══ Source records

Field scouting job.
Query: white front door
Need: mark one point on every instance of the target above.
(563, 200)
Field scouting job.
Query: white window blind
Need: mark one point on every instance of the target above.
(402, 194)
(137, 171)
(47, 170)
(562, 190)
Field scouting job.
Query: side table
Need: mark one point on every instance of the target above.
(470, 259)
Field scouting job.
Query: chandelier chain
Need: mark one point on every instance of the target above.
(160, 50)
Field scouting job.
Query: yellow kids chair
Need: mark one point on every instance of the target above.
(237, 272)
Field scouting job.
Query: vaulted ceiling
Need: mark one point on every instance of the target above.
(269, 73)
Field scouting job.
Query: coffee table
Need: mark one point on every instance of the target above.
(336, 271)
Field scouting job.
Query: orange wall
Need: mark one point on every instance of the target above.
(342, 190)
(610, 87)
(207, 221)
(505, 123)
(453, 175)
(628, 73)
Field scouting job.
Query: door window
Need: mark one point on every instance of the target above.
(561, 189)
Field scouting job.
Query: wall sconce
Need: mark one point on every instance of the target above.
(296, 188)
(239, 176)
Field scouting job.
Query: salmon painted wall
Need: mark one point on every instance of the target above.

════

▶ _Required work_
Lines holding "Query": give how many there are in the entries above, and nothing more.

▶ _Reply_
11